__Complete the following__:
**a)** In the excerpt about De Botton and the news, set down the passage from "De Botton goes" up to and including "disaster, and consumption.".
**b)** According to the excerpt about De Botton and the news, which six genres of coverage does De Botton apply his challenge to?
**c)** Extend the excerpt about De Botton's essay on the news, starting after its last sentence.

__Extracted text__:
In its thwarted optimism, the news is the disillusioned progeny of the Enlightenment. Refusing to square with human nature, it allows our hopes to smash constantly against the same shoals; it greets every new day with faux cherubic innocence, only to stoke up rage and disillusionment at our condition by nightfall. It posits the potential existence of a perfect world which is forever almost within reach but then curiously slips out of grasp at every step of the political process. It doesn’t do us the favour of conceding that in many respects we are a fundamentally–rather than incidentally–incorrigible species and that we would at key moments be wise to forgo hysterical annoyance for deep and quiet melancholy.

In other words, he hopes for the news to give us relevance and hope and realism together.

De Botton goes on to examine investigative journalism and gaffe journalism and other offshoots of the form. I enjoyed the first half of his essay most: the challenge to reconsider the news. He then applies his challenge to six genres of coverage: politics, world news, economics, celebrity, disaster, and consumption.

__Raw data__:
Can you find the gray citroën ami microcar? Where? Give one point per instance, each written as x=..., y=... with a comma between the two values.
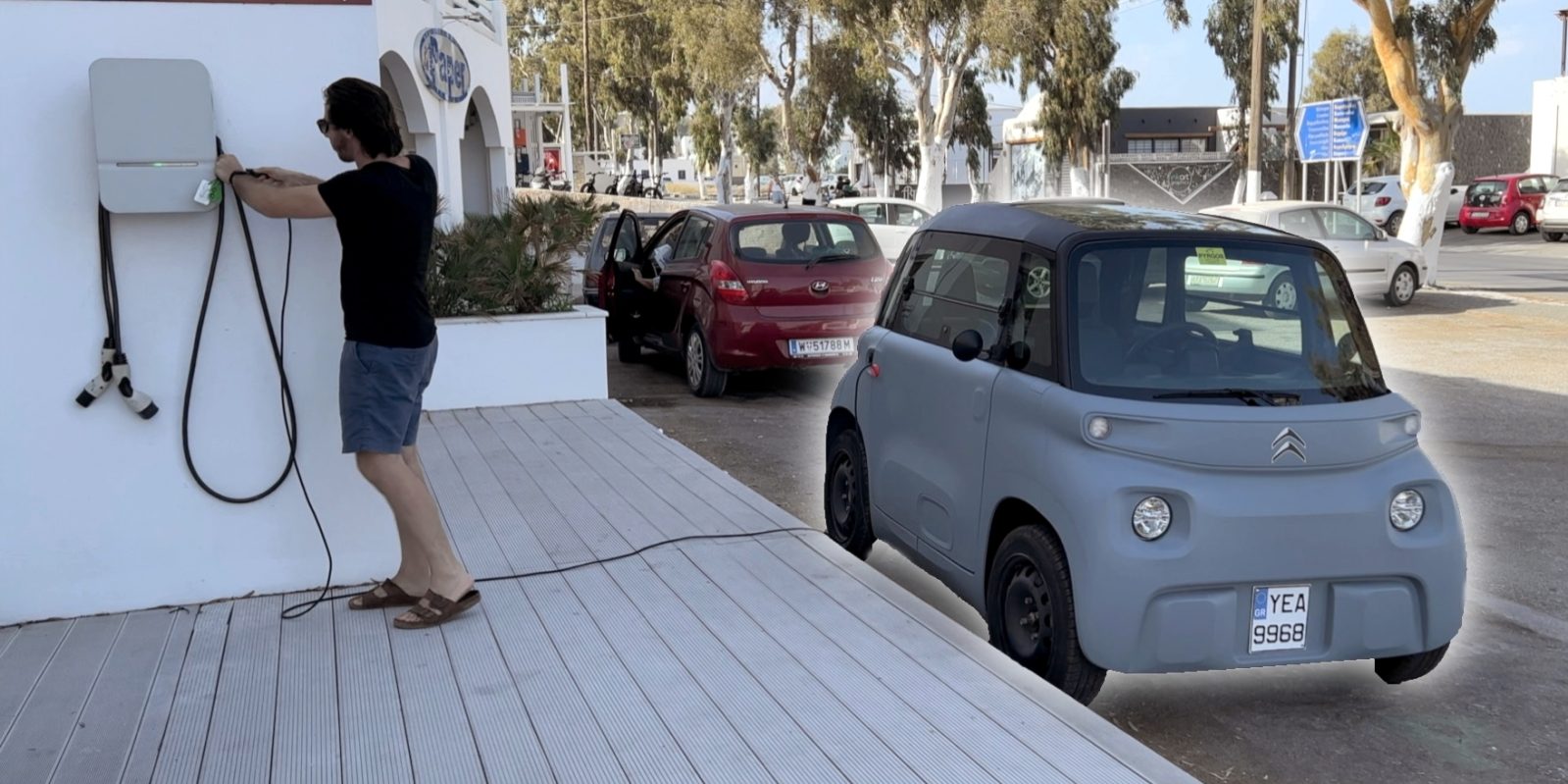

__Task-by-task outputs__:
**a)**
De Botton goes on to examine investigative journalism and gaffe journalism and other offshoots of the form. I enjoyed the first half of his essay most: the challenge to reconsider the news. He then applies his challenge to six genres of coverage: politics, world news, economics, celebrity, disaster, and consumption.

**b)** Politics, world news, economics, celebrity, disaster, and consumption.

**c)**
I would like to see every journalism teacher assign students to do likewise. One of the greatest challenges–the greatest impediments to innovation–we face in our field is our desire to aspire to what was. I constantly challenge my students to question the assumptions about news–its forms, its relationships to the public, its business models–that spring from the means of manufacturing and distribution that we have had since Gutenberg and that we are now freed from by Berners-Lee. Whether you like de Botton’s answers, I don’t care. I like his questions.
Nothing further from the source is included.